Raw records
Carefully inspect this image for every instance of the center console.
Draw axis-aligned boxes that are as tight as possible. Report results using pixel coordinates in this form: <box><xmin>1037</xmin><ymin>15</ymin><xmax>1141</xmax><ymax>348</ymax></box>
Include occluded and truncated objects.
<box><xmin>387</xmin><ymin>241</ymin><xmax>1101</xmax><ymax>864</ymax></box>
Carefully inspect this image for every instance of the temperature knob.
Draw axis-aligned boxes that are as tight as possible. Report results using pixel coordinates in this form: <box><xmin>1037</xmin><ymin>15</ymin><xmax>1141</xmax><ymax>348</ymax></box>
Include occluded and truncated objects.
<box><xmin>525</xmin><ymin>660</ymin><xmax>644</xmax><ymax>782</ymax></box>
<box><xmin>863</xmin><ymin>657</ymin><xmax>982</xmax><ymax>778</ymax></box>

Directions:
Rewrite the rows above with "partially hidden" in place of each "occluded", changing nothing else.

Reply to the task:
Carefully inspect this image for every instance of the center console.
Draw axis-aligned boxes that are as tight as possible. Report results using pixel coordinates in this form: <box><xmin>1037</xmin><ymin>15</ymin><xmax>1141</xmax><ymax>348</ymax></box>
Include partially hidden and truncated objects.
<box><xmin>387</xmin><ymin>241</ymin><xmax>1101</xmax><ymax>864</ymax></box>
Carefully inspect this image for every instance of the temperature knob.
Draw axis-aligned boxes that are as tight as possible. Report results using pixel coordinates in this form: <box><xmin>1037</xmin><ymin>15</ymin><xmax>1141</xmax><ymax>348</ymax></box>
Include partially hidden and truncated objects.
<box><xmin>525</xmin><ymin>660</ymin><xmax>644</xmax><ymax>782</ymax></box>
<box><xmin>863</xmin><ymin>657</ymin><xmax>982</xmax><ymax>778</ymax></box>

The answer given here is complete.